Concubine of Ottoman Sultan Bayezid II

Bülbül Hatun (بلبل خاتون; died c. 1515) was a concubine of Sultan Bayezid II of the Ottoman Empire.

==Life==
Her origin is unknown, but the consorts of the Ottoman sultans were by custom normally concubines who came to the Ottoman Imperial harem via the Ottoman slave trade.

Bülbül Hatun entered Bayezid's harem when he was still a prince and the governor of Amasya. She had three children, two daughters, Hatice Sultan and Hundi Sultan, and a son, Şehzade Ahmed.

According to Turkish tradition, all princes were expected to work as provincial governors as a part of their training. Ahmed was sent to Çorum in 1480, and then to Amasya, and Bülbül accompanied him.

She built and endowed a mosque and a soup kitchen in Ladik. At Amasya, she built another mosque, a school and a fountain. In Bursa she had endowed and built a religious college. She endowed a portion of her properties to the Enderun mosque in 1505.

In 1512, she built another complex and endowed a significant amount of property for its expenses. She designated her son Ahmed, and upon his death Ahmed's eldest daughter and her daughters, as the administrator of
the endowment. Bülbül's delegation of the regency of the endowment through the matrilineal line after his son Ahmed demonstrated that this endowment was established as a precautionary measure in the event that Ahmed failed in his bid for the sultanate.

In 1513, Fatma Sultan, daughter of Şehzade Mahmud (son of Bayezid II), and her husband Mehmed Çelebi were placed under house arrest following the Kızılbaş leanings. She was only pardoned following Bülbül's intercession.

(Object position labeling entries)
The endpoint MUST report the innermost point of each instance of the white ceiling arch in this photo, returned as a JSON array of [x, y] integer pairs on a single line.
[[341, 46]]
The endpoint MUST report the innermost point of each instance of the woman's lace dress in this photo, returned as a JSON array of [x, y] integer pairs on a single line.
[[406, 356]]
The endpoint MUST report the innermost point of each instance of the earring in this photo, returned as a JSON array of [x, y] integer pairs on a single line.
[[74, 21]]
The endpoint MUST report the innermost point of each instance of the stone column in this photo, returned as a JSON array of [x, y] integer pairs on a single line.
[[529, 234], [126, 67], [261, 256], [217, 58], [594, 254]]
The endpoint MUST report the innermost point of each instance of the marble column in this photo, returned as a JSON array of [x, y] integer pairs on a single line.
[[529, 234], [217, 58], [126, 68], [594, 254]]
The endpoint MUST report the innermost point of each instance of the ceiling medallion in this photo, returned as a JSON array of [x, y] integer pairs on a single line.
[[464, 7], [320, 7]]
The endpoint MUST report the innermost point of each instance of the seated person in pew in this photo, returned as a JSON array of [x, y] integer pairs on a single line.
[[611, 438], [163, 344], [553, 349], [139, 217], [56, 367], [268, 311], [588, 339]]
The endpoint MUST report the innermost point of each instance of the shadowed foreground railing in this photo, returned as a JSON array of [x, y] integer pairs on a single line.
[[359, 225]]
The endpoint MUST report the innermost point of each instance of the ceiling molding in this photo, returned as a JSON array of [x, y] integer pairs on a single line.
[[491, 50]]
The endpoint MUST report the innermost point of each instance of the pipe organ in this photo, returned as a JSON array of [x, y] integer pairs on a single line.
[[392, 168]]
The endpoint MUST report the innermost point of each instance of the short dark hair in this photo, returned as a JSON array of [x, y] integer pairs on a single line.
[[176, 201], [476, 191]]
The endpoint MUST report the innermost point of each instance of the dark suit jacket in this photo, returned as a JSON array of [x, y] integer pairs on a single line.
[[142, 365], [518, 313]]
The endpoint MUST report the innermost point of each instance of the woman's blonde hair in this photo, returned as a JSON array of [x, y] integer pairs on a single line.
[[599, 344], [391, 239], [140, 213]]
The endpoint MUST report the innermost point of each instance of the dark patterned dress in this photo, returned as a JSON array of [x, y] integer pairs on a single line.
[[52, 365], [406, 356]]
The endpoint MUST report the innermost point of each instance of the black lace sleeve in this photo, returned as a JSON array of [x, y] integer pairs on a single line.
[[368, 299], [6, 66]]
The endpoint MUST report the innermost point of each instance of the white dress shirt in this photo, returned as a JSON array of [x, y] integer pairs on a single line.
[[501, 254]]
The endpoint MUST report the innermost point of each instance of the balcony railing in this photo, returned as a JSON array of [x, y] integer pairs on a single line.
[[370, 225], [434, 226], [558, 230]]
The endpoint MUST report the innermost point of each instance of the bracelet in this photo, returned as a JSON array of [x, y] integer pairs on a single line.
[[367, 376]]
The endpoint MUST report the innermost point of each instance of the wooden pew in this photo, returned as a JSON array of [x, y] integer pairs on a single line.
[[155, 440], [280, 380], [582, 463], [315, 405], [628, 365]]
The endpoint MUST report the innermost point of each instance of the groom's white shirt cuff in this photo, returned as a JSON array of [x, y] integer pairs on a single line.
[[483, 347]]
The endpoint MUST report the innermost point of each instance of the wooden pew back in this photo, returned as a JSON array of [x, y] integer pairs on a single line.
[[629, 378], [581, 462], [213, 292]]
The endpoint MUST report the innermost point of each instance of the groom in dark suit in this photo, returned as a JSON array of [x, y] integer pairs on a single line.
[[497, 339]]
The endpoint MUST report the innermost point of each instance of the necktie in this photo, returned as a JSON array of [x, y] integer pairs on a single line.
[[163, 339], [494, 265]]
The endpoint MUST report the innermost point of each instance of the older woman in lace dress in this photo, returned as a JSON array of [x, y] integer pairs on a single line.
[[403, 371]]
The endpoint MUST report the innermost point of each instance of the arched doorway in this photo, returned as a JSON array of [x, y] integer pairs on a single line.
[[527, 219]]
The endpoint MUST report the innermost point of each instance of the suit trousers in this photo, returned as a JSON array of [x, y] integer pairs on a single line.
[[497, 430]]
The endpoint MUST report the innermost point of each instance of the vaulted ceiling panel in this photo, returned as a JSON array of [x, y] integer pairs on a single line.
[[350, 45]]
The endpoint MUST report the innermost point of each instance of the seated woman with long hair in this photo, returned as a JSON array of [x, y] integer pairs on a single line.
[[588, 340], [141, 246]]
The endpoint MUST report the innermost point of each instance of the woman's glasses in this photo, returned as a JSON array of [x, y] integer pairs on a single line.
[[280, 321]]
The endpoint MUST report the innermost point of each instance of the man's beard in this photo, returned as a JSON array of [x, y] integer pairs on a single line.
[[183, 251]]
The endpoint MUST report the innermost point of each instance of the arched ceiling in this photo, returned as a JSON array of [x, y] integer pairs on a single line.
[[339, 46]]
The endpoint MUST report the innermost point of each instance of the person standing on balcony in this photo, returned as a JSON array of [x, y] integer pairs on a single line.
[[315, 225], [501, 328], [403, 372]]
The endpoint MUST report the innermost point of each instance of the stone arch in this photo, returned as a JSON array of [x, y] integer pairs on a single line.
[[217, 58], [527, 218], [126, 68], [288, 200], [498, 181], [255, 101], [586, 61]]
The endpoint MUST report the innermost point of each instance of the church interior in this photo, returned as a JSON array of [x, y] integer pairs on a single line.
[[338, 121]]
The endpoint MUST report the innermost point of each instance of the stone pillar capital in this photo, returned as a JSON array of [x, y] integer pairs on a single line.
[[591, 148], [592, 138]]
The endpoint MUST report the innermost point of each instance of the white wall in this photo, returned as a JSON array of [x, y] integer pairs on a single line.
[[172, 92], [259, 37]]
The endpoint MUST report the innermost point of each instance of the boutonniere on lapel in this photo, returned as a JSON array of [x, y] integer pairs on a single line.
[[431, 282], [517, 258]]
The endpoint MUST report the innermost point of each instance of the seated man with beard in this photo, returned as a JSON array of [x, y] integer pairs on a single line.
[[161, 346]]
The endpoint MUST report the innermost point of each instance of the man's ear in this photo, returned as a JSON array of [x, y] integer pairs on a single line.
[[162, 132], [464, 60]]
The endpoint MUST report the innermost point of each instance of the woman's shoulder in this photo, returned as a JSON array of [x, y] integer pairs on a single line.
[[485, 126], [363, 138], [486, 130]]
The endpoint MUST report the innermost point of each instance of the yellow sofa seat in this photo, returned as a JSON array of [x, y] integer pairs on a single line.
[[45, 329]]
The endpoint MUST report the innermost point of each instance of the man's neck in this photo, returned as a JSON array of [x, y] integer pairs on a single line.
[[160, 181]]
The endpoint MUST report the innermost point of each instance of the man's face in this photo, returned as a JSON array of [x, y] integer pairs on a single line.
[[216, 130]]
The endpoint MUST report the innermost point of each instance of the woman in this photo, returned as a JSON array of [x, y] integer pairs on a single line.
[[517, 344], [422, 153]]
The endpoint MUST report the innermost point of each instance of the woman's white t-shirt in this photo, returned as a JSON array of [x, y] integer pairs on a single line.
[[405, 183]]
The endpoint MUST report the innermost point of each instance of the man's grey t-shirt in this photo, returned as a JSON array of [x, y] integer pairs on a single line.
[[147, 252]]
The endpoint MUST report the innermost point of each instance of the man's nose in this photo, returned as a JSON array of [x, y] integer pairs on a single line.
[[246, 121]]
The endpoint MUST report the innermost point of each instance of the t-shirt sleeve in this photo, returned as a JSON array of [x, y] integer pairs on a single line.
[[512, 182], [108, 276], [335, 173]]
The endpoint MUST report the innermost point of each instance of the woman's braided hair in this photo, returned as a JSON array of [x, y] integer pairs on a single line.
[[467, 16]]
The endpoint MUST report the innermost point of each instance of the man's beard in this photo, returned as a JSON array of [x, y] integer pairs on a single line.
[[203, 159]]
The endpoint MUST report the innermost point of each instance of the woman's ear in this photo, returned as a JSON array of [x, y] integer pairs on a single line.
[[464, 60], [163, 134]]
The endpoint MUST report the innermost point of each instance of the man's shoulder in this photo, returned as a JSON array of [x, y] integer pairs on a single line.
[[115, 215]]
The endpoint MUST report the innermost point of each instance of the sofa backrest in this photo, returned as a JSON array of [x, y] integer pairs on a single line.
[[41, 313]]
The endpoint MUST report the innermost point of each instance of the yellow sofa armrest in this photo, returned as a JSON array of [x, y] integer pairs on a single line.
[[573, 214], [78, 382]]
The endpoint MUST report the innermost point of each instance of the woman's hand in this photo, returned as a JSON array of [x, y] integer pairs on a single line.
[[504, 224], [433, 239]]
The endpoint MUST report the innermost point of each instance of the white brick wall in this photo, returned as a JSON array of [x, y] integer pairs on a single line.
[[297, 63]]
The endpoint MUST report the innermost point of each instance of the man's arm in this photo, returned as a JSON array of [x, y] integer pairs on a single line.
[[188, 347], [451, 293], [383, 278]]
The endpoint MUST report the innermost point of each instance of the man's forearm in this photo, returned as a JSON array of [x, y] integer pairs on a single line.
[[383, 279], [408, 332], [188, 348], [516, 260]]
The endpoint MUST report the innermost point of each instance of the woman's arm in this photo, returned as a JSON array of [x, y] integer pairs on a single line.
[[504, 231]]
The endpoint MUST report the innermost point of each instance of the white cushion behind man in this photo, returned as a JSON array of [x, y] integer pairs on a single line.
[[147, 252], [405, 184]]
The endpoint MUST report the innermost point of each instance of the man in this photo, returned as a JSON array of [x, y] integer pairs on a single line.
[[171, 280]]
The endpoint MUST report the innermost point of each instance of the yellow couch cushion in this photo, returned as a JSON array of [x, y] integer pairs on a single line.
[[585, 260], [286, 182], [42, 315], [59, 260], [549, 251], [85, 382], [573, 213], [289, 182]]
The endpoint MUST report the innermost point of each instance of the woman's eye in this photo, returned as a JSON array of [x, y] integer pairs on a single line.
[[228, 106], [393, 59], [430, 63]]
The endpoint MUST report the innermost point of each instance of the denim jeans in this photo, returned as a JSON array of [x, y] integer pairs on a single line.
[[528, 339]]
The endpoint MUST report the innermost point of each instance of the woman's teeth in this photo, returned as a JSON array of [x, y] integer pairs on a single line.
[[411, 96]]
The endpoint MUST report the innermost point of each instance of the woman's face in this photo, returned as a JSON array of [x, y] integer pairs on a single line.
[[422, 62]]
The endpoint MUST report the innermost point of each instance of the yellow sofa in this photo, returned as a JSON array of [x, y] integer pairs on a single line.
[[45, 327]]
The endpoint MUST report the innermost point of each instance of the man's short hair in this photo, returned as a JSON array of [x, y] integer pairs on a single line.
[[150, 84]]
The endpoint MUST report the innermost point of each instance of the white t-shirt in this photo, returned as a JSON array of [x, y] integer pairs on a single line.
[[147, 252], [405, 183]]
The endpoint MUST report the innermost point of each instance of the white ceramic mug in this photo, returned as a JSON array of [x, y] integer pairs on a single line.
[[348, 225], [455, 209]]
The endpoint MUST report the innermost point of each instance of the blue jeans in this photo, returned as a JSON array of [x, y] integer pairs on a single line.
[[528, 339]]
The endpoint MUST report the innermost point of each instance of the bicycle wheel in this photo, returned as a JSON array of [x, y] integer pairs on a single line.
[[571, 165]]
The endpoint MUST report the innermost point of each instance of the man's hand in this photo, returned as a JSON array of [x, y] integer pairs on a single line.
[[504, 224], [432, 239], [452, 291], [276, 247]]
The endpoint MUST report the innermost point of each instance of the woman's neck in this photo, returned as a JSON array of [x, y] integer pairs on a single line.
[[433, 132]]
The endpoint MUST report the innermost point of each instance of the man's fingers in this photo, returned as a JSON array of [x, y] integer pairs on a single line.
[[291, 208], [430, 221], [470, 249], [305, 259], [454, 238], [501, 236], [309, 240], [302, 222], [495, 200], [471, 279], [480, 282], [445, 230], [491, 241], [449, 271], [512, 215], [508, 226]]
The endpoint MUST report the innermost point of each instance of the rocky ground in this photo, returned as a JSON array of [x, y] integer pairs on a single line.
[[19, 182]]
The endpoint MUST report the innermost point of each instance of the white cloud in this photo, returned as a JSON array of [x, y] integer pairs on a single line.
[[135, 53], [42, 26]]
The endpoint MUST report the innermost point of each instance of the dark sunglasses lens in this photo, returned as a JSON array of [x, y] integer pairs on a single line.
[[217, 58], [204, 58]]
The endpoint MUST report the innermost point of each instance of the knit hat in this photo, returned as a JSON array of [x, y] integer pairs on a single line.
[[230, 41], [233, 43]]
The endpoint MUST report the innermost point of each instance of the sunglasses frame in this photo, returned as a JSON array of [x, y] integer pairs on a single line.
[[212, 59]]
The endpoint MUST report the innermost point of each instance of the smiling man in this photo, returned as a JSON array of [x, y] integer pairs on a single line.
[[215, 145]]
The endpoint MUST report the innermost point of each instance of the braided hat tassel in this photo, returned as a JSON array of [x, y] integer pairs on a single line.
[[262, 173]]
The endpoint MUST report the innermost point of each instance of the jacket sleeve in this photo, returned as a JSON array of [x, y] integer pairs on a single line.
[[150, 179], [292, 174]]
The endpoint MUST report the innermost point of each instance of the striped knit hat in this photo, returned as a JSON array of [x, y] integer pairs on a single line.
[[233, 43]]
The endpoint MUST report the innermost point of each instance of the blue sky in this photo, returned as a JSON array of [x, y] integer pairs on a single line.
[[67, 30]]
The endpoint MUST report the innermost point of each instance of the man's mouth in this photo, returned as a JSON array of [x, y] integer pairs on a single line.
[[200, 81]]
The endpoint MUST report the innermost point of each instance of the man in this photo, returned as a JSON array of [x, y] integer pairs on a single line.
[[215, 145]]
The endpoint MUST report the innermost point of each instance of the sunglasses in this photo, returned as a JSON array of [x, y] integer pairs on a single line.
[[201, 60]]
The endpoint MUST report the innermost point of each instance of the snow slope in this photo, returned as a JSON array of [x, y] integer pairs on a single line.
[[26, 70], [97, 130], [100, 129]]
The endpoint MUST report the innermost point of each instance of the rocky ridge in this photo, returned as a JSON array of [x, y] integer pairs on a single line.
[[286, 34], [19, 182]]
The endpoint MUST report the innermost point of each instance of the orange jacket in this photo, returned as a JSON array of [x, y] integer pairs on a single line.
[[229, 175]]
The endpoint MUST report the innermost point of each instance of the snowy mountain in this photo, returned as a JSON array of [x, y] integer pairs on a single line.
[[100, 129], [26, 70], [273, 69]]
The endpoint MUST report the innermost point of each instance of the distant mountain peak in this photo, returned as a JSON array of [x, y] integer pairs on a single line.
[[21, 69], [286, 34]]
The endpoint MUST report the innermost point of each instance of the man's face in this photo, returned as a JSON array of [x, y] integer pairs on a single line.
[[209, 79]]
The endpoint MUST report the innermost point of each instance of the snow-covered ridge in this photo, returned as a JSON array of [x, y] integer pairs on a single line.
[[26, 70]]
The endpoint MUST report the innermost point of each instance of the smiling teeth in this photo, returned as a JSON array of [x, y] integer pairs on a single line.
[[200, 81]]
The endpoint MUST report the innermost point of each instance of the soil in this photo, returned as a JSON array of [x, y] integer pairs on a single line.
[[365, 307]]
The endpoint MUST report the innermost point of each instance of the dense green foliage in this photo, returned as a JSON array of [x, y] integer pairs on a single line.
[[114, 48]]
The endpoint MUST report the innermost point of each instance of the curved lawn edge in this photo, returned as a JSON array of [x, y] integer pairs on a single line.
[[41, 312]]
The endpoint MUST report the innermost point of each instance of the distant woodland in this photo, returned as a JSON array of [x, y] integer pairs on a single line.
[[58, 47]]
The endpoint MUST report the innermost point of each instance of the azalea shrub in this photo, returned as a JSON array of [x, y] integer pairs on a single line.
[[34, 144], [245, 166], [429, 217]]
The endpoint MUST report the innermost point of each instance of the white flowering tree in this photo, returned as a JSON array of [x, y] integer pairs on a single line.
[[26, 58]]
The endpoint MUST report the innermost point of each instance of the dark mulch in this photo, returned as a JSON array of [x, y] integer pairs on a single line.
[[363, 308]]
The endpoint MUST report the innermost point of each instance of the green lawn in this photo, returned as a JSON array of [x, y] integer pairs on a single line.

**What you will do**
**A.** Based on the account of Bülbül Hatun above, say whether each statement agrees with it, answering yes or no and quoting the deciding words. (i) Bülbül Hatun had two sons. (ii) Ahmed was sent to Çorum in 1480. (iii) Bülbül Hatun built a religious college at Amasya.
**B.** According to the account of Bülbül Hatun, in what year did she endow a portion of her properties to the Enderun mosque?
**C.** Write a continuation of the account of Bülbül Hatun, starting after its final sentence.

**Exercise results**
**A.**
(i) No: "She had three children, two daughters, Hatice Sultan and Hundi Sultan, and a son, Şehzade Ahmed."
(ii) Yes: "Ahmed was sent to Çorum in 1480"
(iii) No: "At Amasya, she built another mosque, a school and a fountain. In Bursa she had endowed and built a religious college."

**B.** 1505

**C.**
==Death==
After the death of Şehzade Ahmed in 1513, Bülbül Hatun came to Bursa. She built a tomb for Ahmed, in which she was too buried at her death in 1515.

==Issue==
Together with Bayezid, Bülbül had at least two daughters and a son:
- Hatice Sultan (Amasya; 1463 - Bursa; 1500). She married in first time Muderis Kara Mustafa Pasha in 1479 and she had a son, Sultanzade Ahmed Bey and a daughter, Hanzade Hanimsultan. She was widowed in 1483, when her husband was executed on charges of supporting Şehzade Cem's claim to the throne against Bayezid. Hatice remarried the following year to Faik Pasha (died 1499) and had a son, Sultanzade Mehmed Çelebi, and a daughter, Ayşe Hanımsultan. She died in 1500 and was buried in her mausoleum, built by her son, in Bursa. Hatice built a mosque, school and fountain in Edirnekapi, Constantinople.
- Hundi Sultan (Amasya, c. 1464 - 1511), married in 1484 to Hersekzade Ahmed Pasha and had least two sons, Sultanzade Musa Bey and Sultanzade Mustafa Bey, and at least four daughters, Kamerşah Hanimsultan, Hümaşah Hanimsultan, Aynışah Hanımsultan and Mahdümzade Hanımsultan.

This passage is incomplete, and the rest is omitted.